▶ [WHAT THIS EXERCISE ASKS]
(a) Answer these questions from the vehicle lease text:
(i) On early termination, what is the most the holder may charge for excess wear and damage?
(ii) What type style must the statement at the beginning of the notice use?
(iii) After an early termination, how soon must the holder mail or deliver the notice?
(b) List every time period measured in days that appears in the vehicle lease text.
(c) Pick up the vehicle lease text after its last sentence and write the next part of the notice requirements.

▶ [EXCERPTED PASSAGE]
......

0-60 days after the lessor gets the car back from you 

1. (a) Upon the scheduled termination of a retail lease agreement, the holder shall not charge, receive or collect a charge for excess wear and damage to the vehicle which exceeds:  (i) the actual cost of repairs, reduced by all discounts, paid by the holder;  or (ii) a true itemized estimate of the cost of such repairs by an appraiser licensed pursuant to section three hundred ninety-eight-d of the vehicle and traffic law selected by the holder, of the cost of such repairs.

(b) Upon early termination of a retail lease agreement, the holder shall not charge, receive or collect a charge for excess wear and damage to the vehicle which exceeds the actual costs of repairs, reduced by all discounts, paid by the holder.

2. In order for a holder to impose a charge for excess wear and damage to a vehicle subject to a retail lease agreement, such agreement shall contain a clause describing the excess wear and damage to the vehicle for which the lessee may be liable.  Such holder shall, not more than forty days nor less than twenty days prior to the scheduled termination date, or, not more than ten business days after the date of an early termination of a lease agreement, mail or deliver to the lessee a notice advising the lessee of the following rights and obligations of the parties, herein granted and imposed:

(a) Such notice shall include the following statement, as set forth herein, at the beginning of the notice in at least ten-point bold type:

“YOUR LEASE AGREEMENT ALLOWS (HOLDER) TO ASSESS A CHARGE FOR EXCESS WEAR AND DAMAGE TO THE VEHICLE.  YOU SHOULD OBTAIN YOUR OWN EVIDENCE OF THE CURRENT CONDITION OF THE VEHICLE NOT MORE THAN TWENTY (20) DAYS PRIOR TO THE SCHEDULED TERMINATION OF YOUR LEASE.  YOU ALSO WILL HAVE THE RIGHT TO SUBMIT DISPUTES TO THE ALTERNATE ARBITRATION MECHANISM ESTABLISHED UNDER REGULATIONS PROMULGATED BY THE NEW YORK STATE ATTORNEY GENERAL.”

......

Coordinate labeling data
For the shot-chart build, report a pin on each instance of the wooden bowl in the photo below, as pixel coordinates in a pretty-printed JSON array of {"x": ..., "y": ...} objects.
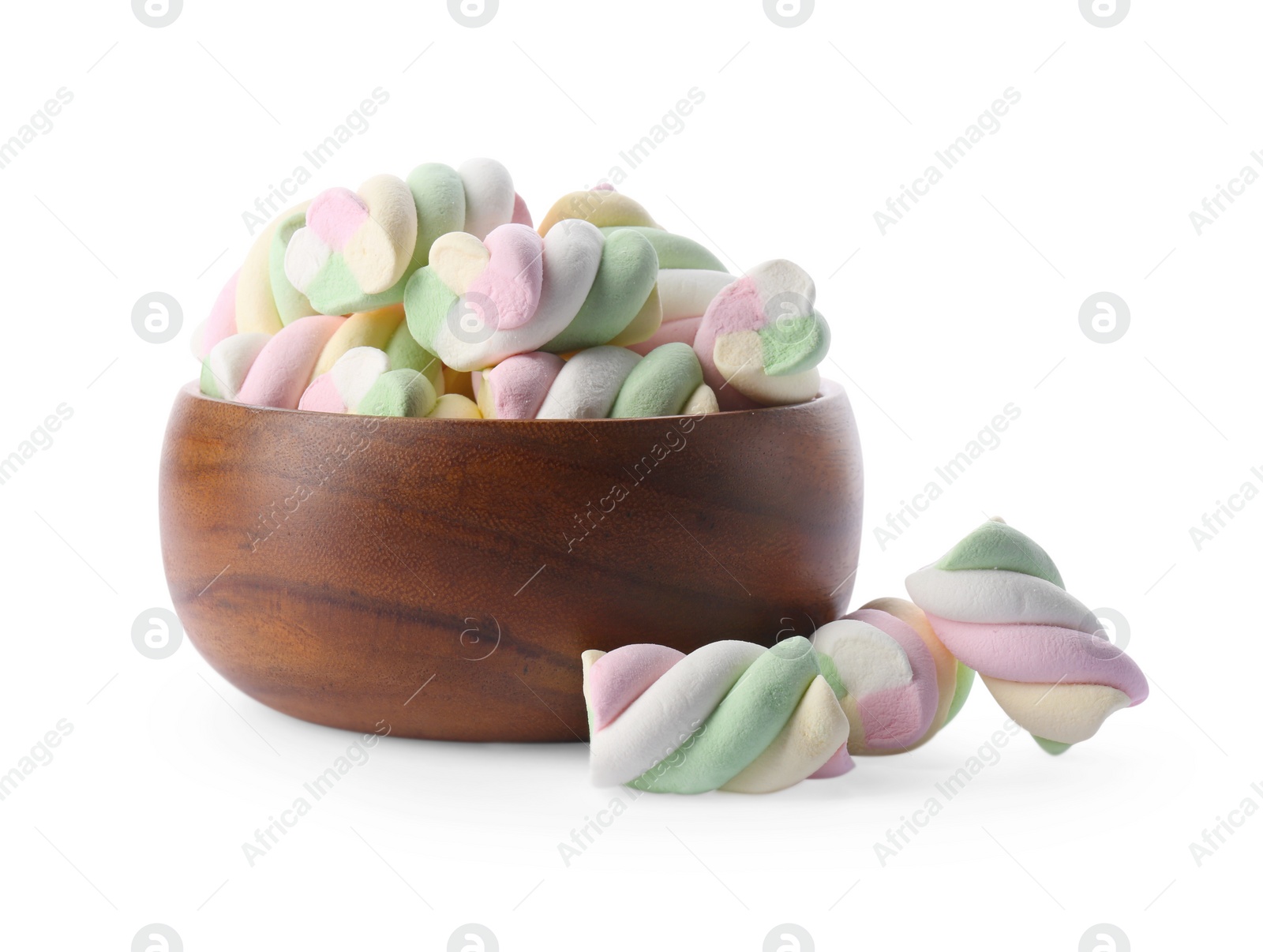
[{"x": 444, "y": 576}]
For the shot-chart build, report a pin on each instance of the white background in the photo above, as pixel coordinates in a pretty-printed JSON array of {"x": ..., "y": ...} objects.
[{"x": 970, "y": 303}]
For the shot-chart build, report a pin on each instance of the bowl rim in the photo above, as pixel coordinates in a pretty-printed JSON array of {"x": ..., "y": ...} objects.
[{"x": 829, "y": 393}]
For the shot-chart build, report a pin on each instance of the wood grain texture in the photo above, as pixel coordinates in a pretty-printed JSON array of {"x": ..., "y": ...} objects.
[{"x": 444, "y": 576}]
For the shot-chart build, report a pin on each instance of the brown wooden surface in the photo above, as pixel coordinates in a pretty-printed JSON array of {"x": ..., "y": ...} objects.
[{"x": 334, "y": 583}]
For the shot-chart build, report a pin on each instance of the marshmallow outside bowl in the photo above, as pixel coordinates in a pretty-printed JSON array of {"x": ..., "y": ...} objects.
[{"x": 332, "y": 564}]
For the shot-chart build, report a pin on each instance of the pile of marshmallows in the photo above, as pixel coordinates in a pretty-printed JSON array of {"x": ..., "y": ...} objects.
[
  {"x": 884, "y": 680},
  {"x": 435, "y": 296}
]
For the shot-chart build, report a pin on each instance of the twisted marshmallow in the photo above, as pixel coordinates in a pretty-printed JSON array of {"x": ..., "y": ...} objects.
[
  {"x": 729, "y": 716},
  {"x": 998, "y": 602},
  {"x": 902, "y": 686}
]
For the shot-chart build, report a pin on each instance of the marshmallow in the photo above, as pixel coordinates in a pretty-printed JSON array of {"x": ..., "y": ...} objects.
[
  {"x": 290, "y": 302},
  {"x": 256, "y": 303},
  {"x": 763, "y": 337},
  {"x": 355, "y": 248},
  {"x": 703, "y": 400},
  {"x": 515, "y": 389},
  {"x": 589, "y": 384},
  {"x": 603, "y": 208},
  {"x": 347, "y": 383},
  {"x": 221, "y": 322},
  {"x": 661, "y": 384},
  {"x": 281, "y": 373},
  {"x": 478, "y": 303},
  {"x": 398, "y": 393},
  {"x": 729, "y": 716},
  {"x": 998, "y": 604},
  {"x": 370, "y": 328},
  {"x": 455, "y": 407},
  {"x": 227, "y": 366}
]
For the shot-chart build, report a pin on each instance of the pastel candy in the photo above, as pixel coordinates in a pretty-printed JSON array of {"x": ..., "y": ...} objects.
[
  {"x": 688, "y": 292},
  {"x": 892, "y": 691},
  {"x": 744, "y": 724},
  {"x": 355, "y": 246},
  {"x": 703, "y": 400},
  {"x": 221, "y": 322},
  {"x": 612, "y": 687},
  {"x": 954, "y": 680},
  {"x": 521, "y": 212},
  {"x": 603, "y": 208},
  {"x": 455, "y": 407},
  {"x": 684, "y": 331},
  {"x": 347, "y": 383},
  {"x": 290, "y": 302},
  {"x": 404, "y": 353},
  {"x": 459, "y": 259},
  {"x": 997, "y": 602},
  {"x": 322, "y": 397},
  {"x": 489, "y": 196},
  {"x": 815, "y": 734},
  {"x": 515, "y": 389},
  {"x": 256, "y": 303},
  {"x": 572, "y": 257},
  {"x": 370, "y": 328},
  {"x": 661, "y": 384},
  {"x": 589, "y": 384},
  {"x": 478, "y": 305},
  {"x": 654, "y": 725},
  {"x": 675, "y": 250},
  {"x": 513, "y": 277},
  {"x": 762, "y": 335},
  {"x": 227, "y": 366},
  {"x": 439, "y": 195},
  {"x": 398, "y": 393},
  {"x": 644, "y": 324},
  {"x": 283, "y": 368},
  {"x": 738, "y": 359},
  {"x": 625, "y": 277}
]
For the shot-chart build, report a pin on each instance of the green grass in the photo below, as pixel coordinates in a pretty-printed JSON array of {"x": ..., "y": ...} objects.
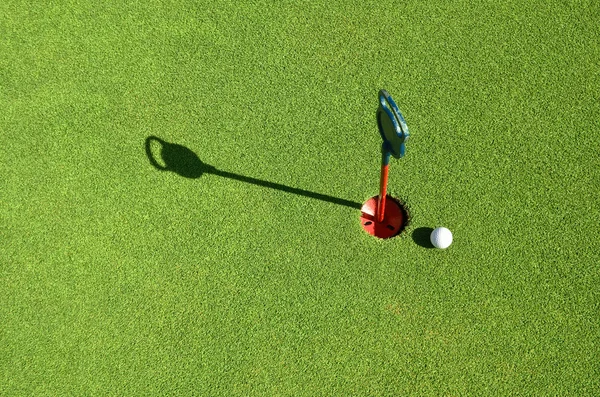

......

▶ [EXERCISE RESULTS]
(a)
(i) The actual costs of repairs, reduced by all discounts, paid by the holder.
(ii) At least ten-point bold type.
(iii) Not more than ten business days after the date of the early termination.

(b)
- 0-60 days after the lessor gets the car back
- Not more than forty days before the scheduled termination date (for the notice)
- Not less than twenty days before the scheduled termination date (for the notice)
- Not more than ten business days after an early termination (for the notice)
- Not more than twenty (20) days before the scheduled termination (for the lessee's own evidence of the vehicle's condition)

(c)
(b) In the case of a scheduled termination, of the lessee's right to turn the vehicle in with a copy of an itemized appraisal of excess wear and damage to the vehicle prepared by an appraiser licensed under section three hundred ninety-eight-d of the vehicle and traffic law, selected by the lessee and conducted not more than twenty days prior to the scheduled termination date;

(c) Of the right of the holder to, within thirty days after the date on which the vehicle comes into the actual physical possession of the holder, obtain a written itemized appraisal of excessive wear and damage to the vehicle prepared by an appraiser licensed under section three hundred ninety-eight-d of the vehicle and traffic law selected by the holder;

(d) That if the lessee had not previously obtained and submitted to the holder a written itemized appraisal on the lessee's own behalf in accordance with paragraph (b) of this subdivision, the lessee will have the greater of ten business days after the lessee has received or fourteen business days to do so after the holder has sent, in conformance with subdivision three of this section, an itemized bill for excess wear and damage and a copy of the itemized appraisal prepared on behalf of the holder, unless the lessee does not dispute any of the items contained therein.  In the case where the holder bases the charge for excess wear and damage on the actual cost of repairs, the notice shall also inform the lessee that should the lessee fail to obtain an itemized written appraisal, he or she is entitled to dispute only whether any items claimed exist and/or are excess wear and damage to the vehicle, but not the actual cost of making the repairs;

(e) That if the lessee disputes that any of the items claimed for excess wear and damage to the vehicle exist or are excessive in nature, the lessee may submit the dispute within sixty days of the date on which the vehicle comes into the actual physical possession of the holder to the holder's informal dispute settlement procedure, if any, or, upon the payment of the prescribed filing fee which is refundable if the arbitrator finds in the lessee's favor, to an alternative arbitration mechanism established under regulations promulgated by the attorney general of the state of New York;

(f) That if there exists a discrepancy between the itemized appraisals obtained by the holder and the lessee, if any, the holder shall submit the dispute within sixty days of the date on which the vehicle comes into the actual physical possession of the holder to the holder's informal dispute settlement procedure, if any, unless the lessee exercises the option granted by paragraph (b) of subdivision five of this section;  provided, however, that in the event the holder has complied with the provisions of this subdivision, a lessee who has failed to obtain an itemized appraisal of the excessive wear and damage to the vehicle in accordance with either paragraph (b) or (c) of this subdivision may dispute only the existence of any item or whether the wear is excessive in nature, but may not dispute the actual cost of repairs.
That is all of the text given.